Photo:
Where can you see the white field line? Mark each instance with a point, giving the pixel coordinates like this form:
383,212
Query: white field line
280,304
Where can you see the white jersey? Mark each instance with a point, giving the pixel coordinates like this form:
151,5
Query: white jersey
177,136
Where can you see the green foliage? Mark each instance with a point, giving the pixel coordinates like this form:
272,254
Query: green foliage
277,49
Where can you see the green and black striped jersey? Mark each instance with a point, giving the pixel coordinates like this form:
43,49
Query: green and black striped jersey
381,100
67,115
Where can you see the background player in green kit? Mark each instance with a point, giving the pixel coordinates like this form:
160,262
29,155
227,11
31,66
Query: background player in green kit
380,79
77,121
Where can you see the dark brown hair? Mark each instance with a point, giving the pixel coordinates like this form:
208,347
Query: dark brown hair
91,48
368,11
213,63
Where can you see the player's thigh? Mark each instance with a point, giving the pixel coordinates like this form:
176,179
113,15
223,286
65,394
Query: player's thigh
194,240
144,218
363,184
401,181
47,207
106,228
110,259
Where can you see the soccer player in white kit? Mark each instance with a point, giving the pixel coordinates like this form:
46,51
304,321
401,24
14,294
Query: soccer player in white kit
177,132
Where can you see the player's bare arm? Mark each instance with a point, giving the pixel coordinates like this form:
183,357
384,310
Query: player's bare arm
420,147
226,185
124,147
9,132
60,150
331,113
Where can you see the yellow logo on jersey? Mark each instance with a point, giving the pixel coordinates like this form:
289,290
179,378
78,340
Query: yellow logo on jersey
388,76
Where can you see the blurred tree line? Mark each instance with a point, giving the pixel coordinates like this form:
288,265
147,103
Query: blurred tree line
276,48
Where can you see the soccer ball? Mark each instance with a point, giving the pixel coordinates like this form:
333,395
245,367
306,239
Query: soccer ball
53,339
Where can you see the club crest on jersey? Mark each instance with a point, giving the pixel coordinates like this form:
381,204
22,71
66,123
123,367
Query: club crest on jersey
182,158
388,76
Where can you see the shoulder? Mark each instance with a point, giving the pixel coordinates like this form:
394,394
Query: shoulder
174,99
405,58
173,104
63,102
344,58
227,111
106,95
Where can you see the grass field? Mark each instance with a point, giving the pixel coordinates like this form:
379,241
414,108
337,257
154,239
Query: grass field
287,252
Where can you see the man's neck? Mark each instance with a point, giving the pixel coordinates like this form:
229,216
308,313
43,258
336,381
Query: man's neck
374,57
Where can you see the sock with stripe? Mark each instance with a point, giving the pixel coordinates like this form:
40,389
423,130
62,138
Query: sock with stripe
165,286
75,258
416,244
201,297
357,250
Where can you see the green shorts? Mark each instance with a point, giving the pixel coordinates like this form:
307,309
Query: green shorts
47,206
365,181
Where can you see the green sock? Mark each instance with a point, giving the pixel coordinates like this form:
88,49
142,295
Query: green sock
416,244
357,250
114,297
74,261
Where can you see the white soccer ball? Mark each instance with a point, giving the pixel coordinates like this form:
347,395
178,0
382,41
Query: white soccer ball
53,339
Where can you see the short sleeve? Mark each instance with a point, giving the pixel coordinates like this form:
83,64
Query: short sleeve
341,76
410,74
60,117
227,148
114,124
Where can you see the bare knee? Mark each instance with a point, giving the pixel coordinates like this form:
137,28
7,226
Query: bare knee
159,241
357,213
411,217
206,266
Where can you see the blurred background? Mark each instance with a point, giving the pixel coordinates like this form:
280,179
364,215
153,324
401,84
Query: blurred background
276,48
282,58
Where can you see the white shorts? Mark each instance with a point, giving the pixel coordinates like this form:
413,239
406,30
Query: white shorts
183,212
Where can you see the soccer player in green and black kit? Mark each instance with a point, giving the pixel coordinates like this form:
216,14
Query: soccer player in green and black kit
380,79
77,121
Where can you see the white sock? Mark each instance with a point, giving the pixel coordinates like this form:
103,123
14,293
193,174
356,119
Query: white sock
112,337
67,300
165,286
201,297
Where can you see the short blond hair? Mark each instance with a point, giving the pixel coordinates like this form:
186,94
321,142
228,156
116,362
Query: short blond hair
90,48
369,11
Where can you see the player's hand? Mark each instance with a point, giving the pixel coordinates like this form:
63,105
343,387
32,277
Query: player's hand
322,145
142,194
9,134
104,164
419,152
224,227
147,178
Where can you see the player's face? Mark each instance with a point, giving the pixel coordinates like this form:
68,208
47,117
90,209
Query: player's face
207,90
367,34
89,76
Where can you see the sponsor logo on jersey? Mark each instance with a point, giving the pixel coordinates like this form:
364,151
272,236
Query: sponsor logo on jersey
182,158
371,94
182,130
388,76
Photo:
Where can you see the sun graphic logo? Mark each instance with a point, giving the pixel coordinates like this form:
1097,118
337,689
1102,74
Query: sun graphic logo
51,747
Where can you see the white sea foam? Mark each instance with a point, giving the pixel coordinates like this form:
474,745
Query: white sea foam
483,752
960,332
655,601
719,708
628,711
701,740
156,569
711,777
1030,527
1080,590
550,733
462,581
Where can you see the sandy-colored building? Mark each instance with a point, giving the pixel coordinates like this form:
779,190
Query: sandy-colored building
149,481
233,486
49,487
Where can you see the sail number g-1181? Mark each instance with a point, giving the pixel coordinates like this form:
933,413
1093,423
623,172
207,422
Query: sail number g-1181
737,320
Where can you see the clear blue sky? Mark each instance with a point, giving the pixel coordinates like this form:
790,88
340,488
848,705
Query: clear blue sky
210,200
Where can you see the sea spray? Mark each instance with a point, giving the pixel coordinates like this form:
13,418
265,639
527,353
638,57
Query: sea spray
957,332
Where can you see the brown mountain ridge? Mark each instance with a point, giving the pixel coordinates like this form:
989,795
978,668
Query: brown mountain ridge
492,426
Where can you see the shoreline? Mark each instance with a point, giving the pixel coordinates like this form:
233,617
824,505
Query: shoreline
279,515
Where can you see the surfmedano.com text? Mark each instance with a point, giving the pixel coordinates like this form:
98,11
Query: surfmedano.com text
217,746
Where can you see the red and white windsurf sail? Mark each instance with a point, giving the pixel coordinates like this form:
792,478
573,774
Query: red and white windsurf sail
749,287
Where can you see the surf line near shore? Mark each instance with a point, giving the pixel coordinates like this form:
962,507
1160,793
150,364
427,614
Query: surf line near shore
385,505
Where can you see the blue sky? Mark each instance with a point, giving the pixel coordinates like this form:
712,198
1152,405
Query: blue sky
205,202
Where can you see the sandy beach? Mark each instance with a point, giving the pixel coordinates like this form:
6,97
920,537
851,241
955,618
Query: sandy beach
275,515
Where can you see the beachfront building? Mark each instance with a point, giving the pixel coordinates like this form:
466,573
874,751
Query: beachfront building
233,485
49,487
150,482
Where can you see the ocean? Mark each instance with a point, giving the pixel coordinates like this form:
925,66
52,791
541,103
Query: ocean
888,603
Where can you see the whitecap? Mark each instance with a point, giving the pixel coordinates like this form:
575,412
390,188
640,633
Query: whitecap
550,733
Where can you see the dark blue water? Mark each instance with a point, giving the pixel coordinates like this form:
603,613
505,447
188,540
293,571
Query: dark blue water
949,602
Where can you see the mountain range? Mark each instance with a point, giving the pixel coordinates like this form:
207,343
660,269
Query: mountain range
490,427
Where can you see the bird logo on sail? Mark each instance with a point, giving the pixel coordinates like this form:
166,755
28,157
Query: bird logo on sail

====

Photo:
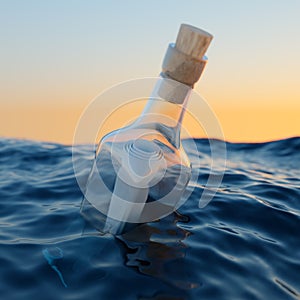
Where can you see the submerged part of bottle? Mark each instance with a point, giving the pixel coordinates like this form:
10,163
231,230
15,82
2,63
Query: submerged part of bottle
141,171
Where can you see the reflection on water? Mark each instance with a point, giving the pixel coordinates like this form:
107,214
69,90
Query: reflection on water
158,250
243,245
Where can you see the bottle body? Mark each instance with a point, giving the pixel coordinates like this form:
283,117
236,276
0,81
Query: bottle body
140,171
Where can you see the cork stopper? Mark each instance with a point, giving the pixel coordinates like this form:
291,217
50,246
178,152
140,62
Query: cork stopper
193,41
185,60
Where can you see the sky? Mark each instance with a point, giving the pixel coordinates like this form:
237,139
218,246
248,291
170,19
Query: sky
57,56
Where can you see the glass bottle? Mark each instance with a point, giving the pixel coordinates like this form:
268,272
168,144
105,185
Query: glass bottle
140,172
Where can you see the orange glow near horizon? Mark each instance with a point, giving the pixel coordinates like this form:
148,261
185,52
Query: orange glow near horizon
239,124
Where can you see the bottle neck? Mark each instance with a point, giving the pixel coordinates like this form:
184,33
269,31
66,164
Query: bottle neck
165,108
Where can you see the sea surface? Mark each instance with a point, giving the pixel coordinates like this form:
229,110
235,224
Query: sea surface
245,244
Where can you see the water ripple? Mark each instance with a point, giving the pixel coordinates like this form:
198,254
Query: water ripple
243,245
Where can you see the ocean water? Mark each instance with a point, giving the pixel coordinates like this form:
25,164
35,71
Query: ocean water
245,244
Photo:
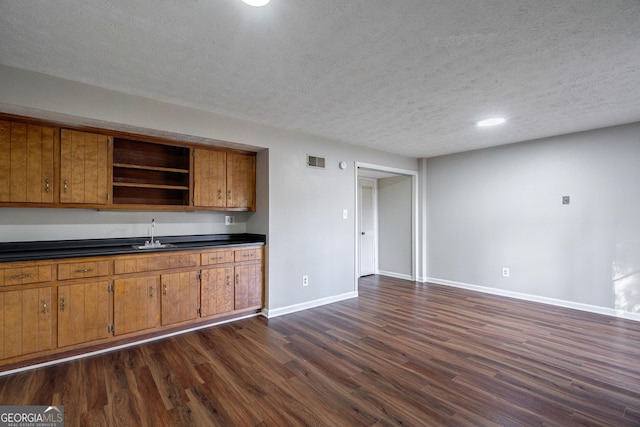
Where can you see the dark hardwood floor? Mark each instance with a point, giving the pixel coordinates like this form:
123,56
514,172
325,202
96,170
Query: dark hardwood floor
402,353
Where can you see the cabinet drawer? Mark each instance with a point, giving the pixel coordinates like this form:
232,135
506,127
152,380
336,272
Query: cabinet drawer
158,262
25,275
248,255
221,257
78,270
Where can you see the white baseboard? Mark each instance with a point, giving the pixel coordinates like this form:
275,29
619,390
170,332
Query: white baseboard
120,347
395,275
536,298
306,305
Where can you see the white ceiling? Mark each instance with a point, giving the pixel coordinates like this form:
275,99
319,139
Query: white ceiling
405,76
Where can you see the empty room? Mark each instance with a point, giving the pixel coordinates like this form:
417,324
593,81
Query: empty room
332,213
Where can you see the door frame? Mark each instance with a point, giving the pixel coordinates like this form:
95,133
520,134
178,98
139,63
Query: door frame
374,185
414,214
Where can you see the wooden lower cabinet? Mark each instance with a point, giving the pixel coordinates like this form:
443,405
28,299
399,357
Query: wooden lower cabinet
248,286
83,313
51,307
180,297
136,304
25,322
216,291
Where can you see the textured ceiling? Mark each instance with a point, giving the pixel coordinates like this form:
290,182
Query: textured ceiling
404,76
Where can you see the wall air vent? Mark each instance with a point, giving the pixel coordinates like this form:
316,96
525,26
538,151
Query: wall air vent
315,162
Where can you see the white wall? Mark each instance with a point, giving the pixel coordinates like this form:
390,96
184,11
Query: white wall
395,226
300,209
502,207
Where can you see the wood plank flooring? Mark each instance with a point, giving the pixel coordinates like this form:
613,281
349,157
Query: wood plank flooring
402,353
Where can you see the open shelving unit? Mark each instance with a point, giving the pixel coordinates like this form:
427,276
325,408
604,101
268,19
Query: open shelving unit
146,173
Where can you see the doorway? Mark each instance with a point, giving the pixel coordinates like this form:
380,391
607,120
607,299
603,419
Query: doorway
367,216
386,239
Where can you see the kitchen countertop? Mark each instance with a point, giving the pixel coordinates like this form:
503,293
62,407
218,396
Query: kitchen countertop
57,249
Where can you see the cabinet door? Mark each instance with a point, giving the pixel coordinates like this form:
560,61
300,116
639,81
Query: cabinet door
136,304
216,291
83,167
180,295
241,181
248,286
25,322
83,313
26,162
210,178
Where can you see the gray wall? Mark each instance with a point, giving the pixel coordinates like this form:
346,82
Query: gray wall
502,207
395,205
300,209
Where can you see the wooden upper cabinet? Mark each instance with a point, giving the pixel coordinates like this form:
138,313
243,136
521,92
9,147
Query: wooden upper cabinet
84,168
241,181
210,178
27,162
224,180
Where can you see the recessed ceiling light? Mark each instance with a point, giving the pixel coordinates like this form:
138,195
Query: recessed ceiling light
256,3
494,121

====

=== THE TASK ===
Check each line of the records above for the string "bird", and report every line that has it.

=== TASK SOLUTION ===
Where can you see the bird logo on sail? Mark each instance with a point, giving the pixel coordinates like this form:
Query: bird logo on sail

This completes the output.